(Supplied information begins)

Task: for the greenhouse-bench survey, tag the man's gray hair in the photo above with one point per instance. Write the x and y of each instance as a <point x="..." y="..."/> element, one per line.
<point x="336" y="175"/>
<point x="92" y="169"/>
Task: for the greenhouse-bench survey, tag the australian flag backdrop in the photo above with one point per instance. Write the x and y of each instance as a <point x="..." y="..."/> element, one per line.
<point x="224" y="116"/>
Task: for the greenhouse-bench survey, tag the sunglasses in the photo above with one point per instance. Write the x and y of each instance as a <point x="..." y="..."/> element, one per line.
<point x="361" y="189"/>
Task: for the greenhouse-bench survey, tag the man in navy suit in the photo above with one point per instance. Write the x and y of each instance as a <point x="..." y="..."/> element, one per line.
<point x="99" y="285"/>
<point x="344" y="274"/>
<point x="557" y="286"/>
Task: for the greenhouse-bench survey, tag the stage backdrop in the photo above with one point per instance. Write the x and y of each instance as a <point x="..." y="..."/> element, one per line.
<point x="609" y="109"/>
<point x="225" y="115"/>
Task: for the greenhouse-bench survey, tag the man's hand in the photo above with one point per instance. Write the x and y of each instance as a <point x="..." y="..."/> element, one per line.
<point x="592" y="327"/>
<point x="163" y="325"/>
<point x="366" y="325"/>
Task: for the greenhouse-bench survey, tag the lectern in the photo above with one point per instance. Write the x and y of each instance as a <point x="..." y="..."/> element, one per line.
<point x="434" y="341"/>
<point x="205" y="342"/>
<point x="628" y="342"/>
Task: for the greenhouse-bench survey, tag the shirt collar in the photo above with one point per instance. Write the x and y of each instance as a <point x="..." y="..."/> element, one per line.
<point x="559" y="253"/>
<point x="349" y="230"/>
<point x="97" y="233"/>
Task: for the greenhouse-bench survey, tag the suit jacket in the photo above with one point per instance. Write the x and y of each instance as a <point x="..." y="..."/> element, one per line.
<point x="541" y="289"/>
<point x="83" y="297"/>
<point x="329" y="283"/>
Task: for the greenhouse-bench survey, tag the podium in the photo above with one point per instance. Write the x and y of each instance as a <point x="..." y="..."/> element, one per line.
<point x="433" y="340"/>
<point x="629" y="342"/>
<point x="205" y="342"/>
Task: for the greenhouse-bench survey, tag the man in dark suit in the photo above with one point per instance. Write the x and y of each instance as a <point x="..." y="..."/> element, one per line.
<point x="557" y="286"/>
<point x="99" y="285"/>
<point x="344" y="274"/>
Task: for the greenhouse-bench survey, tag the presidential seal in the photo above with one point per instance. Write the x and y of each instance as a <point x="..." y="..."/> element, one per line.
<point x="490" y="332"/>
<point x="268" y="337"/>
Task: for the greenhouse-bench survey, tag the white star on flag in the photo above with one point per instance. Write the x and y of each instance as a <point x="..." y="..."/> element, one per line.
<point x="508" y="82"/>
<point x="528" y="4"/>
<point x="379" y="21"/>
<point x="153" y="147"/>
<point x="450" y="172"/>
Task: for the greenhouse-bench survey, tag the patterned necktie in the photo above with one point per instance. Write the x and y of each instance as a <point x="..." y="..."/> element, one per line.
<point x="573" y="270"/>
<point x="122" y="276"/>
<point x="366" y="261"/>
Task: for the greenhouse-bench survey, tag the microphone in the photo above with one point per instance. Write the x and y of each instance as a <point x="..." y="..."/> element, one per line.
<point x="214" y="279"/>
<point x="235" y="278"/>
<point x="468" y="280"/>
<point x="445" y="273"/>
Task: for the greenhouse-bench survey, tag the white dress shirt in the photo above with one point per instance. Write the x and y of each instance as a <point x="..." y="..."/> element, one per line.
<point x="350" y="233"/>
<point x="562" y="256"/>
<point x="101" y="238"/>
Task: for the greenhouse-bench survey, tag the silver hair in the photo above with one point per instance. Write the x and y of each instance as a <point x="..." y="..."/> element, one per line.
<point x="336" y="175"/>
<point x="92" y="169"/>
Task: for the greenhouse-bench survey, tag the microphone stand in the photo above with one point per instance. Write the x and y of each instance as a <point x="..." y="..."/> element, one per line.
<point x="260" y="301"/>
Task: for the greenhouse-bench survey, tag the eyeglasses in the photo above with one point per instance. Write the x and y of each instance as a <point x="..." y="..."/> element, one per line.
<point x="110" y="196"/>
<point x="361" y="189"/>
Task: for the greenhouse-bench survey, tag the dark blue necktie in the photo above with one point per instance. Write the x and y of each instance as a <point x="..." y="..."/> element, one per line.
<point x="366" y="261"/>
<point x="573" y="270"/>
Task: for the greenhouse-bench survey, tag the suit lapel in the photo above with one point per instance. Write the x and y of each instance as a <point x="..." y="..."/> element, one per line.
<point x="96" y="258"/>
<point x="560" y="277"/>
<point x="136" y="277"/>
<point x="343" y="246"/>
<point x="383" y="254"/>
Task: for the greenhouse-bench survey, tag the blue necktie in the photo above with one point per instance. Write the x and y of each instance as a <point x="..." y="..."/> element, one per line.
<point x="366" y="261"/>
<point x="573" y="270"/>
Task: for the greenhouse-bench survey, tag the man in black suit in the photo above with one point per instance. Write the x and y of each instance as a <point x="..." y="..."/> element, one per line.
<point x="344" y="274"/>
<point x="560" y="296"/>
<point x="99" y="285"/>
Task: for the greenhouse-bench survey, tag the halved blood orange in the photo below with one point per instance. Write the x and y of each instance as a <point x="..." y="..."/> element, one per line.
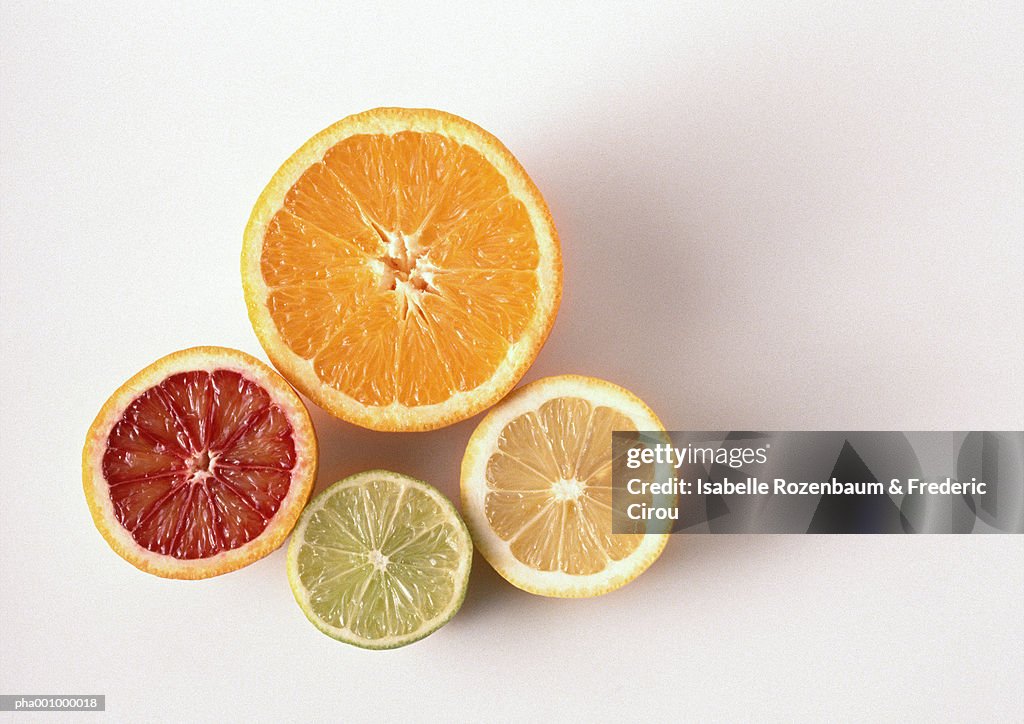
<point x="200" y="464"/>
<point x="401" y="269"/>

(Supplied information ends)

• **Work instruction**:
Give back the data verbatim. The pictures are not part of the copy.

• **Response box**:
Task: for the greenhouse-bench survey, tag the man's gray hair in the photo above with one point per instance. Write the x and y of each instance as a <point x="..." y="..."/> element, one per line.
<point x="336" y="175"/>
<point x="92" y="169"/>
Task: for the greenhouse-bench survey, tag the australian flag backdrop in the photo above with one point per instance. Write the x and y of each instance as a <point x="..." y="..."/> element, one per line.
<point x="224" y="116"/>
Task: for the greenhouse-bench survey, tag the sunglasses in the photo above with one point per instance. Write the x and y of each instance as a <point x="..." y="..."/> element, one per line.
<point x="361" y="189"/>
Task: for the greenhouse-bench survey, tag the man in navy suit in the photo above with one point per instance. Write the x and y of each instance as a <point x="..." y="..."/> element, one per line.
<point x="99" y="285"/>
<point x="344" y="274"/>
<point x="557" y="286"/>
Task: for the greenhouse-bench survey, tag the stage backdrop in the photo above with one point per instance. Write the x and y of each instance as a <point x="..." y="..."/> element, one per line.
<point x="609" y="109"/>
<point x="225" y="115"/>
Task: for the greenhouse-bench survey, tag the man's hand in the photo above with one point per instance. Write the x and y of each instance as a <point x="..." y="..."/> element, one per line.
<point x="592" y="327"/>
<point x="163" y="325"/>
<point x="366" y="325"/>
Task: for the greenhouse-bench survey, tag the lectern in the photo above with one point per instance. Write the x and y of each instance as a <point x="..." y="..."/> element, one per line.
<point x="434" y="341"/>
<point x="205" y="342"/>
<point x="628" y="342"/>
Task: for the greenhouse-bench survey, tag the shirt collar in the photo above with one point per instance. Write the x and y of each instance as a <point x="..." y="..."/> element, one per line.
<point x="559" y="253"/>
<point x="349" y="230"/>
<point x="97" y="233"/>
Task: for the greenhouse-bench survey, tag the suit jacket in the photo above with one point per instance. Write the x and y of each instance as a <point x="..." y="..."/> element, one per line.
<point x="541" y="289"/>
<point x="83" y="297"/>
<point x="329" y="283"/>
Task: for the greenhouse-bench survey, tag the podium in the photo above with one point per instance. Write the x and y of each instance as a <point x="..." y="..."/> element, one per line.
<point x="433" y="340"/>
<point x="629" y="342"/>
<point x="205" y="342"/>
Task: for the greenhouse-bench survey, tag the man in dark suit in the photo above with one point per instance. Write the x and y of each instance as a <point x="..." y="..."/> element, one per line.
<point x="557" y="286"/>
<point x="99" y="285"/>
<point x="344" y="274"/>
Task: for the greenhouse-bench survey, tag the presidential seal in the photo above with one point per instance. Write the x and y of each instance as a <point x="..." y="..."/> element, one per line.
<point x="490" y="332"/>
<point x="268" y="337"/>
Task: for the greenhouse-bench survey, tag the white star on flag in the photo above with one point per instance. Write the x and y of each instance as a <point x="..." y="..."/> element, one per line.
<point x="508" y="82"/>
<point x="528" y="4"/>
<point x="379" y="21"/>
<point x="153" y="147"/>
<point x="450" y="172"/>
Task: for the greenhouse-bench survey, tag the patterned necktie in the photo above with one point per instance. Write the x and y of each instance as a <point x="..." y="..."/> element, one per line.
<point x="573" y="270"/>
<point x="122" y="276"/>
<point x="366" y="261"/>
Task: for the greenhouse-bench survey, tag the microphone in the photo above with one point per instance. Write the x and y of each instance as a <point x="..." y="..."/> element, one per line.
<point x="214" y="279"/>
<point x="235" y="278"/>
<point x="468" y="280"/>
<point x="445" y="273"/>
Task: for the greenhouse-bench survey, tag the white dress shirt in the photo above with one point per instance. Write the x and y of each instance as a <point x="..." y="..."/> element, one per line.
<point x="350" y="233"/>
<point x="562" y="256"/>
<point x="101" y="238"/>
Task: for the greenhouse-bench survey, tag the silver hair in the photo above with one point per instance. Write the x and y of each instance as a <point x="..." y="..."/> element, one per line.
<point x="336" y="175"/>
<point x="92" y="169"/>
Task: for the greenhouse-bench survey, tag the microphone stand in the photo above with one point per instance. Write the x and y of each instance as a <point x="..." y="..."/> element, one per line.
<point x="260" y="301"/>
Task: for the greenhouse-bench survey, tag the eyeglasses in the photo above with one point per instance. Write the x and y of each instance as a <point x="..." y="..."/> element, one per line.
<point x="110" y="196"/>
<point x="361" y="189"/>
Task: for the greenhouse-bench survey, tag the dark blue necktie in the photo above with one point per instance. Write the x and y of each instance as a <point x="..." y="..."/> element, one per line.
<point x="366" y="261"/>
<point x="573" y="270"/>
Task: for the greenhouse-bench survey, tag the suit lapel in the photo above with one point per instance. Write the x and y of each instance as a <point x="..." y="..."/> element, one per line.
<point x="96" y="258"/>
<point x="560" y="277"/>
<point x="136" y="277"/>
<point x="343" y="246"/>
<point x="383" y="254"/>
Task: for the greenhouse-bench survey, tag the blue necktie in the photo above with one point per instance. Write the x and y of each instance as a <point x="..." y="..."/> element, one per line.
<point x="366" y="261"/>
<point x="573" y="270"/>
Task: for the greenhouse-bench survey, tag the man in black suit in the photo above with one point per instance. Write the x and y of each instance as a <point x="..." y="..."/> element, one per line.
<point x="344" y="274"/>
<point x="560" y="296"/>
<point x="99" y="285"/>
Task: for the greenhouse-bench survey, tag the halved blood orange in the photo below with one point per instance. Write the x and y of each instance as a <point x="..." y="..."/> element, one per line.
<point x="200" y="464"/>
<point x="401" y="269"/>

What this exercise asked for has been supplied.